» **Task description**: Print all the data, keeping every line exactly as it is.

» **Records supplied**:
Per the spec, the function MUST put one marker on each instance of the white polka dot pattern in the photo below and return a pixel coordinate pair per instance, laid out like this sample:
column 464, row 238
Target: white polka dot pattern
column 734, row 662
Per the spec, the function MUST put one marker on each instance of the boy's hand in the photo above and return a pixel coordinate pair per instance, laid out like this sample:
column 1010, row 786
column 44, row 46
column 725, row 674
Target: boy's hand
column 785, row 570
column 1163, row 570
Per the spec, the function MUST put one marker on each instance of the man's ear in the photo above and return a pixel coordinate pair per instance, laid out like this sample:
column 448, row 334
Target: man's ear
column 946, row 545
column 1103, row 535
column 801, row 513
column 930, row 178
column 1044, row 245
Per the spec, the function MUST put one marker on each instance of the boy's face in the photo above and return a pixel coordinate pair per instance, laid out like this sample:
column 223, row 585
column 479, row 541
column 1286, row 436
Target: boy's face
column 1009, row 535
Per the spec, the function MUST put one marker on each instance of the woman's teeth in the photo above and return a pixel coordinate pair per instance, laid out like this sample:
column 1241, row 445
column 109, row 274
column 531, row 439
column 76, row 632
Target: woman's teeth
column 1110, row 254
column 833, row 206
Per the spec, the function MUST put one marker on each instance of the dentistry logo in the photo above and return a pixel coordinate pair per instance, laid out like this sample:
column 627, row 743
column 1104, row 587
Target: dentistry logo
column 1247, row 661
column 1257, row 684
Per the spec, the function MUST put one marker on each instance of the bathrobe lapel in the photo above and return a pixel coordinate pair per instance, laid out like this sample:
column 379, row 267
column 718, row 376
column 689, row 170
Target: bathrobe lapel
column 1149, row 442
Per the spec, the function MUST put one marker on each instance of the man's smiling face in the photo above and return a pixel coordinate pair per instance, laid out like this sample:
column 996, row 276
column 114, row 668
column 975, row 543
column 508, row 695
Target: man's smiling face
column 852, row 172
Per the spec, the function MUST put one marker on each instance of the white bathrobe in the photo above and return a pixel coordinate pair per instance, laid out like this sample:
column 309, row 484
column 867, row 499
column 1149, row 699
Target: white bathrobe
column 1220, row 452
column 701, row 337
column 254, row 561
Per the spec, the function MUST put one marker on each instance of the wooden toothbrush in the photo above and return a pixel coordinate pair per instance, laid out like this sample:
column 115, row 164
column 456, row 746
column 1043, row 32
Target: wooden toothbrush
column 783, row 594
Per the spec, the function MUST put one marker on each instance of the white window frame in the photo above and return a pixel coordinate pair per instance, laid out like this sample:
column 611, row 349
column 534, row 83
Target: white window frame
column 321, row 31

» **Task output**:
Per the spec, the function MUST put one marker on each instance of the white polka dot pattern in the photo below and return a pixel coordinate pair per instance, laid out like this sample:
column 464, row 238
Target: white polka dot pattern
column 734, row 662
Per the spec, the function MUST put one marker on each instance of the boy's hand in the photo above and return a pixel coordinate pair per instance, laid out like this sample:
column 1010, row 786
column 44, row 46
column 725, row 674
Target: boy's hand
column 785, row 570
column 1163, row 570
Per the spec, the function MUST put one marker on each instance of the man's ear in the photo above and return a pixel coordinate pair per instance, laid out like this sample:
column 448, row 334
Target: man's ear
column 946, row 545
column 1103, row 535
column 801, row 513
column 930, row 178
column 1044, row 245
Per the spec, the function MUST put one marker on each instance of the boy's face in the photo above and return a pixel coordinate pair per instance, laid out like this sample:
column 223, row 585
column 479, row 541
column 1286, row 436
Target: boy's face
column 1009, row 535
Per the spec, the function MUST put one marker on each instance of the woman's teeth in the photo above and return a pixel coordinate pair per instance, laid out like this sample:
column 1241, row 445
column 109, row 274
column 531, row 439
column 76, row 632
Target: woman's teeth
column 1110, row 254
column 833, row 206
Per the spec, the function MUST put one marker on each instance of the dentistry logo in the photo above and return a pixel coordinate pair per instance, laid out like this sample:
column 627, row 743
column 1104, row 587
Target: dentistry logo
column 1247, row 661
column 1257, row 684
Per the spec, the function MUST put one marker on each instance of the bathrobe lapel in the photo above and return a pixel coordinate pair per instance, laid out like this sample:
column 379, row 267
column 718, row 376
column 689, row 170
Target: bathrobe lapel
column 1149, row 442
Per the spec, the function MUST put one marker on each instance of the man's smiling face in the photo above and return a pixel coordinate pair per instance, laid out like this sample:
column 996, row 276
column 114, row 668
column 975, row 543
column 508, row 695
Target: man's smiling face
column 852, row 172
Per the spec, the function MUST put one marker on each instance of the white bathrobe in the photo above and return a pixel coordinate pair per instance, laid out like this sample:
column 309, row 484
column 867, row 499
column 1149, row 699
Target: white bathrobe
column 1220, row 452
column 701, row 337
column 254, row 561
Per the spec, the function MUST put one marker on each instance of the wooden toothbrush in the photo above and return a pixel coordinate pair per instance, laid out like this sample:
column 115, row 164
column 456, row 746
column 1043, row 32
Target: wooden toothbrush
column 783, row 594
Per the spec, the function MUST put one marker on each instance of the white window frame in the photo above and return a pixel coordinate pair per instance, laid out like this sample:
column 611, row 349
column 534, row 83
Target: white window frame
column 321, row 31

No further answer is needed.